| Aufgaben |
**1)** Gib aus dem CSD-Bericht den Abschnitt wieder, der mit den Worten „Berlin (dpa) –“ beginnt und mit „und zahlreiche Regenbogenflaggen.“ endet, und benenne darin „Motto“ in „Leitspruch“ um.
**2)** Setze den CSD-Bericht im Anschluss an seinen letzten Satz fort.

| Seitentext |
☆ ☆ ☆ ☆

Die Veranstalter rechneten im Vorhinein mit mehreren Hunderttausend Teilnehmern.
Die Veranstalter rechneten im Vorhinein mit mehreren Hunderttausend Teilnehmern. Foto: Carsten Koall/dpa

Berlin (dpa) – Keine Regenbogenflagge auf dem Bundestag, aber Zehntausende Menschen auf den Straßen: Der diesjährige Christopher Street Day (CSD) in Berlin steht unter dem Motto «Nie wieder still» und wird von Zehntausenden Menschen begleitet. Die Demonstration hat einen politischen Fokus, mit klaren Forderungen nach Gleichberechtigung und Schutz queerer Menschen. Ausgelassene Partystimmung herrscht trotzdem: Es gibt laute Musik, schrille Kostüme und zahlreiche Regenbogenflaggen.

☆ ☆ ☆ ☆

| Material |

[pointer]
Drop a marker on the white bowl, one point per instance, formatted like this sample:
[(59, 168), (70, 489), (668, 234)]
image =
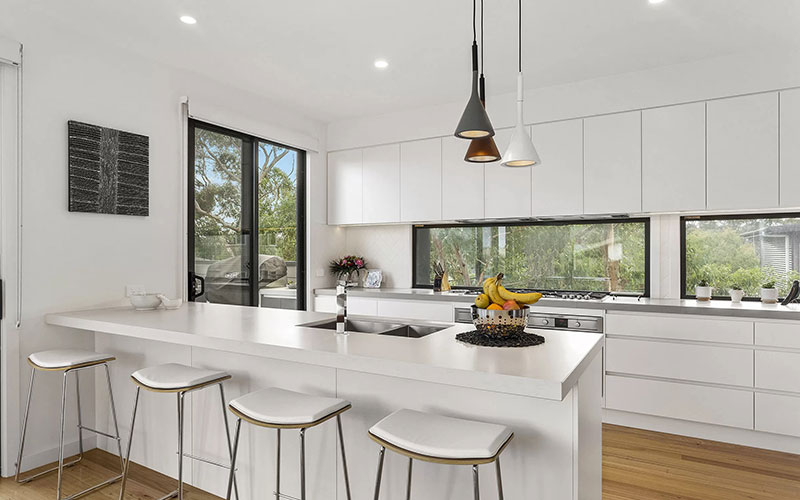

☆ ☆ ☆ ☆

| Lösungen |
**1)**
Berlin (dpa) – Keine Regenbogenflagge auf dem Bundestag, aber Zehntausende Menschen auf den Straßen: Der diesjährige Christopher Street Day (CSD) in Berlin steht unter dem Leitspruch «Nie wieder still» und wird von Zehntausenden Menschen begleitet. Die Demonstration hat einen politischen Fokus, mit klaren Forderungen nach Gleichberechtigung und Schutz queerer Menschen. Ausgelassene Partystimmung herrscht trotzdem: Es gibt laute Musik, schrille Kostüme und zahlreiche Regenbogenflaggen.

**2)**
Nach Angaben des CSD-Vorstands sind mehrere Hunderttausende Personen auf der Straße. «Die Demonstration war so groß wie lange nicht mehr», hieß es in einem Statement. Mit etwas Verspätung hatte sich der Zug gegen 12.30 Uhr in Bewegung gesetzt. Ein Großteil der Trucks und Gruppen hat das Endziel am Brandenburger Tor gegen 17.00 Uhr noch nicht erreicht.


Zahlreiche Anspielungen auf «Zirkuszelt»-Aussage

Ein zentrales Thema ist die Kontroverse um die Regenbogenflagge auf dem Bundestag. Bundestagspräsidentin Julia Klöckner hatte das Hissen der Flagge untersagt, was Bundeskanzler Friedrich Merz (beide CDU) mit den Worten «Der Bundestag ist ja nun kein Zirkuszelt» verteidigte. Diese Aussage löste breite Kritik aus und wird auf vielen Plakaten satirisch aufgegriffen – etwa mit Sprüchen wie «Genau mein Zirkus» oder «Willkommen im Zirkuszelt von Liebe, Recht und Freiheit, Herr Merz». Unter Jubel begrüßte Bundestagsvizepräsident Omid Nouripour (Grüne) die Teilnehmenden mit den Worten «Hallo, Zirkus!» – offenbar in Anspielung auf Merz.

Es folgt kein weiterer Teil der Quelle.